** Start of Exercise inputs **

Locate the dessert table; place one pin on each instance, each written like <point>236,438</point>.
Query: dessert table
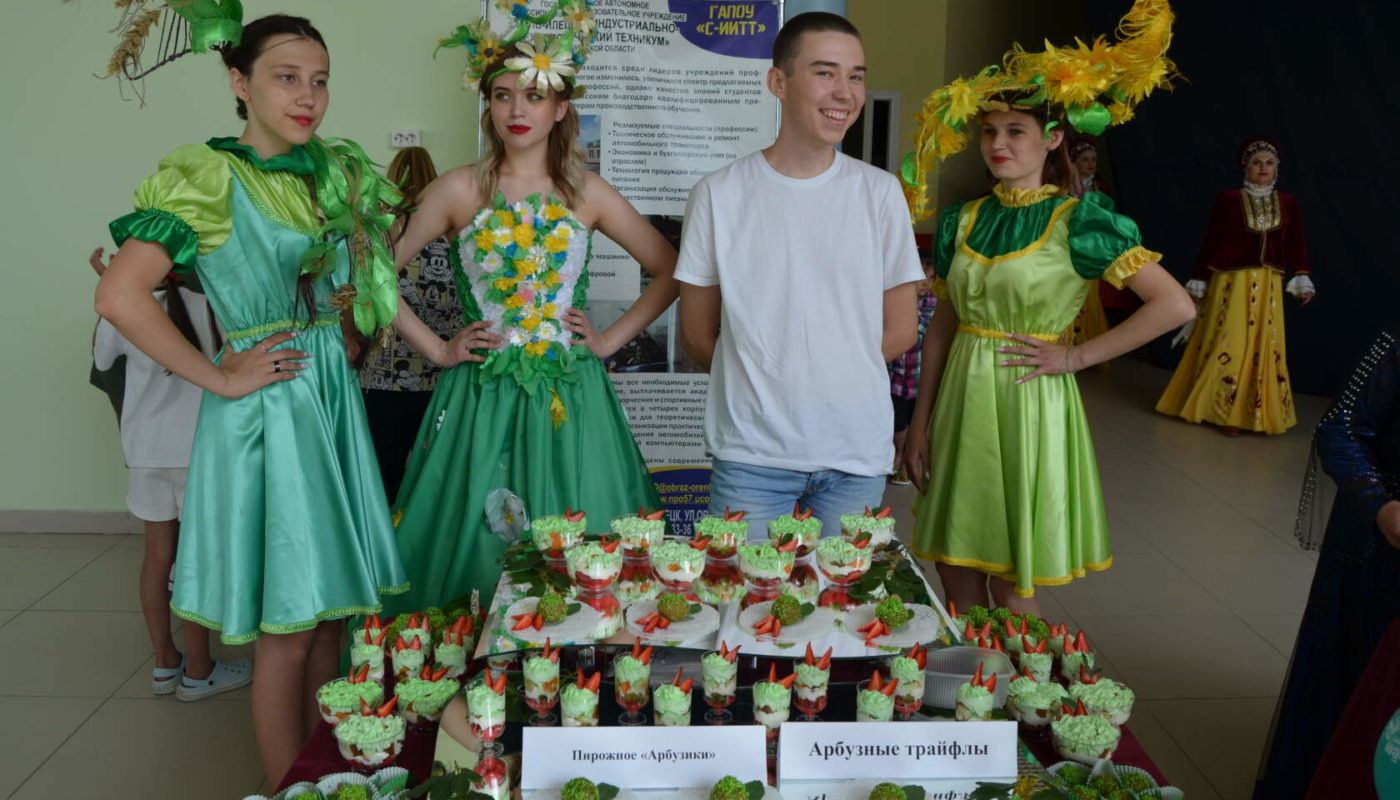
<point>851,661</point>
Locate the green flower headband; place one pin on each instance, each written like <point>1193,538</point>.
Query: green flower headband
<point>545,60</point>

** End of Exercise inputs **

* _What is asked_
Recast the entries above as a two-column CSV with the headers instruction and response. Give one row per entry, with the entry's text under instruction and its answer under response, each in a single quoted field with line breaks replaced by spaces, and leave out the pictures.

* _Solved problem_
instruction,response
"Locate the dessert table; place one pin on each instance, each written like <point>236,438</point>. Query: dessert table","<point>851,661</point>"
"Locate the green flower headband; place one pin on each instance, each written like <point>1193,538</point>. Query: green flower headband","<point>545,60</point>"